**CONSEGNA:**
Riporta i nomi di tutte le persone citate nell'estratto della pagina dedicato al teatro di Patroni Griffi.

**ESTRATTO DELLA PAGINA:**
^^^^^^^^

Fuga da Napoli tra nostalgia e futuro, nell'omaggio a Patroni Griffi

È un teatro di parola, quello di Giuseppe Patroni Griffi. E di personaggi. “Io credo in un teatro che è sempre esistito: il teatro dei personaggi più che delle storie… degli attori che incarnano il senso di quello che avviene”. Così si legge in uno dei suoi scritti. Visione che si confà a un regista come Francesco Saponaro che della parola, tradotta in azione, è appassionato cultore. È nota la sua attenzione agli autori napoletani, come Eduardo De Filippo, Raffaele La Capria e Enzo Moscato, dei quali ha messo in scena spettacoli bellissimi, e ai quali aggiunge ora, come a tessere un filo rosso di quella drammaturgia partenopea tra ieri e oggi, un testo quasi mai frequentato di Patroni Griffi (unico a metterlo in scena fu Francesco Rosi nel 1963): “In memoria di una signora amica”.

^^^^^^^^

Record presenti in un insieme di dati
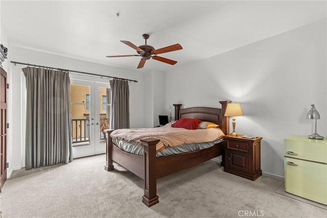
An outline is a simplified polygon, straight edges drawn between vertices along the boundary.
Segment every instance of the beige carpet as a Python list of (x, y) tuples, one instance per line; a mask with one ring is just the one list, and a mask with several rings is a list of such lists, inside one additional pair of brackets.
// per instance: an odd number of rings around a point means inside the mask
[(2, 217), (327, 217), (324, 209), (275, 193), (282, 181), (253, 182), (212, 161), (159, 179), (160, 202), (148, 208), (143, 181), (117, 164), (105, 171), (105, 161), (101, 155), (14, 172), (0, 199)]

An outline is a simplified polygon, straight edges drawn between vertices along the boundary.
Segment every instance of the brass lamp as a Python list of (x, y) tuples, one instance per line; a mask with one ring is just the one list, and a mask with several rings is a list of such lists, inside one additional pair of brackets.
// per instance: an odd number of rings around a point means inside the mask
[(243, 116), (243, 112), (241, 108), (241, 105), (240, 103), (228, 103), (227, 105), (227, 108), (226, 108), (226, 111), (225, 112), (225, 116), (232, 116), (232, 122), (231, 124), (233, 126), (233, 132), (230, 133), (230, 135), (232, 136), (236, 136), (238, 135), (235, 132), (235, 126), (236, 126), (236, 122), (235, 122), (235, 116)]
[(307, 118), (314, 119), (315, 121), (315, 133), (310, 135), (308, 135), (308, 137), (310, 138), (314, 138), (316, 139), (323, 139), (323, 137), (319, 135), (317, 133), (317, 119), (320, 118), (320, 115), (318, 111), (317, 111), (317, 110), (316, 110), (314, 104), (311, 105), (311, 109), (308, 112), (308, 114), (307, 114)]

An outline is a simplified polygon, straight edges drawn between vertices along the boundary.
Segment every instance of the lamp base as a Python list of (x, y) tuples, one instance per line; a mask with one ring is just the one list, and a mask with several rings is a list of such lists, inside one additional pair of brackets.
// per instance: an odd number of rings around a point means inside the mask
[(321, 135), (319, 135), (317, 133), (314, 133), (310, 135), (308, 135), (308, 137), (309, 138), (314, 138), (315, 139), (323, 139), (323, 137)]

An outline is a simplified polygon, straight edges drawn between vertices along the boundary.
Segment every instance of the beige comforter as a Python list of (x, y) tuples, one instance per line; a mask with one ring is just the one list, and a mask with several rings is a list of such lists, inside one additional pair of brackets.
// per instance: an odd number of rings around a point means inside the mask
[(191, 143), (208, 142), (221, 138), (223, 131), (218, 128), (189, 130), (176, 128), (168, 124), (162, 127), (147, 129), (122, 129), (114, 130), (110, 136), (118, 139), (142, 144), (140, 139), (155, 138), (160, 140), (156, 144), (157, 152), (168, 146), (176, 147)]

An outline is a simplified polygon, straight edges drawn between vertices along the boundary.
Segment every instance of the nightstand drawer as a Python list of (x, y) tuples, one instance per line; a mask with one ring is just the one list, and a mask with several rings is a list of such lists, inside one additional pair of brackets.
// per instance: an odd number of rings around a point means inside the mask
[(233, 150), (240, 151), (245, 152), (249, 151), (249, 143), (241, 141), (228, 141), (227, 142), (227, 149)]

^^^^^^^^

**SOLUZIONE:**
Giuseppe Patroni Griffi, Francesco Saponaro, Eduardo De Filippo, Raffaele La Capria, Enzo Moscato, Francesco Rosi